The problem: Count the lines in the listing below that contain the word "noun", matching case exactly, and reply with the number alone.

Material:
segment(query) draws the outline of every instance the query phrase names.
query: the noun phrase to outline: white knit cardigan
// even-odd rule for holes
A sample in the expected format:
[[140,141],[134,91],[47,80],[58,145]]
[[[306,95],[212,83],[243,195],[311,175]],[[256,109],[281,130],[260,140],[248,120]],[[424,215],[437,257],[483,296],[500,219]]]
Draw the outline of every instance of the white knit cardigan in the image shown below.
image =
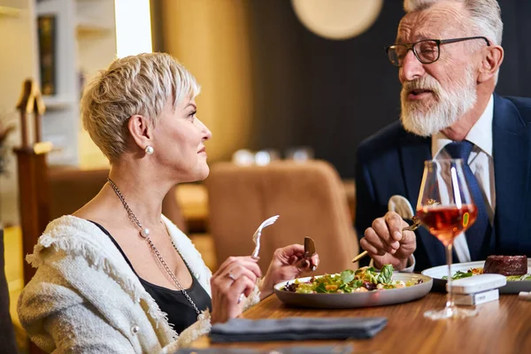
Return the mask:
[[[212,273],[190,240],[163,216],[199,283]],[[19,298],[20,322],[47,352],[171,353],[210,331],[210,314],[179,335],[122,254],[93,223],[73,216],[50,222],[27,261],[38,268]],[[258,287],[244,308],[259,301]]]

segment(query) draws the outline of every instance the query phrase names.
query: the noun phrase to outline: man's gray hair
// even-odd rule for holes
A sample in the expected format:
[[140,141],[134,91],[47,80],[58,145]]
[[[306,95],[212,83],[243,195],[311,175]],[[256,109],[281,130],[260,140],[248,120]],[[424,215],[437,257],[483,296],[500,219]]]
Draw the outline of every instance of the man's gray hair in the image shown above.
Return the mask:
[[116,59],[83,90],[83,127],[112,164],[126,150],[129,118],[142,115],[154,127],[168,100],[175,110],[181,100],[194,98],[199,90],[192,74],[168,54]]
[[[431,7],[441,0],[404,0],[404,10],[415,12]],[[446,0],[461,3],[470,13],[472,35],[483,35],[494,44],[502,44],[504,23],[502,12],[496,0]]]

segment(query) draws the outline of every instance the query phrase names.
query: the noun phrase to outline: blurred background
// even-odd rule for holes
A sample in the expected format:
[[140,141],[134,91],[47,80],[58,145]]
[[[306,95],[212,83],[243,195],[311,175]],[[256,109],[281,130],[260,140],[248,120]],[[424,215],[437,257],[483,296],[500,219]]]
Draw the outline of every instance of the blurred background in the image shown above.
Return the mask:
[[[531,96],[531,2],[499,4],[505,59],[496,91]],[[141,51],[166,51],[196,77],[198,116],[213,133],[211,163],[240,149],[283,157],[305,146],[353,178],[358,144],[399,116],[397,70],[383,48],[394,42],[402,1],[0,0],[0,118],[18,127],[22,81],[34,78],[46,88],[44,76],[53,87],[42,123],[43,140],[56,147],[52,165],[106,165],[81,127],[79,96],[117,55]],[[18,221],[10,147],[19,139],[15,130],[3,143],[8,224]]]

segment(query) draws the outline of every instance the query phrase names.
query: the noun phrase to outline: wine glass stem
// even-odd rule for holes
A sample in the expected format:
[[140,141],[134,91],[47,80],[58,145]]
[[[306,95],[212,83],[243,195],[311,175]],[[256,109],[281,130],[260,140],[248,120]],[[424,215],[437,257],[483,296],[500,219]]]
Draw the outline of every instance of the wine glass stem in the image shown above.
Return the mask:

Exercise solution: 4